Instructions for the task: Everything from the line containing "Indicate every instance of the stainless" to the end of the records should be reproduced exactly, and nothing before it.

Content starts

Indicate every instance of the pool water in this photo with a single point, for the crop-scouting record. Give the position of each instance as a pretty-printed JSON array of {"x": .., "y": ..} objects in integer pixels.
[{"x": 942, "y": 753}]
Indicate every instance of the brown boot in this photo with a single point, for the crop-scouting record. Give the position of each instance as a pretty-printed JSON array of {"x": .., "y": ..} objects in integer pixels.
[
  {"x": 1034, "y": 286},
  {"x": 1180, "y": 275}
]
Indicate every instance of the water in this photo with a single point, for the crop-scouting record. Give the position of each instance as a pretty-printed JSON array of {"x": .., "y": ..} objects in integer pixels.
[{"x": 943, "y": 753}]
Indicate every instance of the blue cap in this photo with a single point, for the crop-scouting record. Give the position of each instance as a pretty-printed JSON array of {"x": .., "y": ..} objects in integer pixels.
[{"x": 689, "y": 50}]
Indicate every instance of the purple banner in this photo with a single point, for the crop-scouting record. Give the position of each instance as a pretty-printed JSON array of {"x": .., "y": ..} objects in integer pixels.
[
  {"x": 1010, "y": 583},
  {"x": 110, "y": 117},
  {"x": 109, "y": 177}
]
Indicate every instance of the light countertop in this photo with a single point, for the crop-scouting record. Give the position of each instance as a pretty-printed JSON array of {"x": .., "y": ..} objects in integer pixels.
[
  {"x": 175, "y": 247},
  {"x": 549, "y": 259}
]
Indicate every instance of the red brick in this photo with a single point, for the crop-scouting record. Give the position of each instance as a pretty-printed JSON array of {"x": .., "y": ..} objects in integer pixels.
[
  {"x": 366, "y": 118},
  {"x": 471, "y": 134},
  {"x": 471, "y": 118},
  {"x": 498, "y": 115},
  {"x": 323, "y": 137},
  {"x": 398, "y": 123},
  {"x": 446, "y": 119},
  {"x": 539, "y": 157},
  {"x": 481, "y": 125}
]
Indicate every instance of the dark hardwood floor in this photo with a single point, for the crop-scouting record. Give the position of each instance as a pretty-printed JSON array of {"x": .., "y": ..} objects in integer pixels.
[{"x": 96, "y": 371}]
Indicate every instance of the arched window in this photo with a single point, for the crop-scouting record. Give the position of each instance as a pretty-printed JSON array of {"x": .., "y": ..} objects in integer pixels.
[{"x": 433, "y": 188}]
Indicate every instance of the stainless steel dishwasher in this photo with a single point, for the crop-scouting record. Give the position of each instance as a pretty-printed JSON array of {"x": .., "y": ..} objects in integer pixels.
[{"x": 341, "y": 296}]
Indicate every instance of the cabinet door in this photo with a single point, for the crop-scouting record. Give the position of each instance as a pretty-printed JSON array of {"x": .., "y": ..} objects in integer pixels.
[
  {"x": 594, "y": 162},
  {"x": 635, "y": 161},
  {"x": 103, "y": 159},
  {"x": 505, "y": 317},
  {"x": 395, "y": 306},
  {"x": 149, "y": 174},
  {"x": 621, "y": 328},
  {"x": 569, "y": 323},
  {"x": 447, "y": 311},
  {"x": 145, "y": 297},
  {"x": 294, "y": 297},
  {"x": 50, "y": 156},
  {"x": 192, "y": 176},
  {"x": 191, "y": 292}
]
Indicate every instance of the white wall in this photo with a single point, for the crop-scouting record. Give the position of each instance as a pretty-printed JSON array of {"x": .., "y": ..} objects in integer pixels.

Content ends

Result of the task:
Indicate every instance of the stainless steel dishwasher in this photo with a single point, for the crop-scouting record. Give the position of each instance as a pretty-printed JSON array of {"x": .., "y": ..} objects in integer pixels.
[{"x": 341, "y": 296}]
Indicate every instance of the cabinet door in this photo with a single point, for the crop-scouting record. Give the position of each instance as a pretty-printed JSON array of {"x": .., "y": ..} objects in integer pixels.
[
  {"x": 594, "y": 162},
  {"x": 635, "y": 161},
  {"x": 103, "y": 159},
  {"x": 505, "y": 317},
  {"x": 395, "y": 306},
  {"x": 149, "y": 174},
  {"x": 621, "y": 328},
  {"x": 569, "y": 323},
  {"x": 447, "y": 311},
  {"x": 145, "y": 297},
  {"x": 294, "y": 297},
  {"x": 50, "y": 156},
  {"x": 192, "y": 176},
  {"x": 191, "y": 292}
]
Indicate every instance of the white wall in this photo with a single point, for the crop-scouting record. Give the position of each instance as a pretty-printed JSON array of {"x": .., "y": ..} objects in integer pixels.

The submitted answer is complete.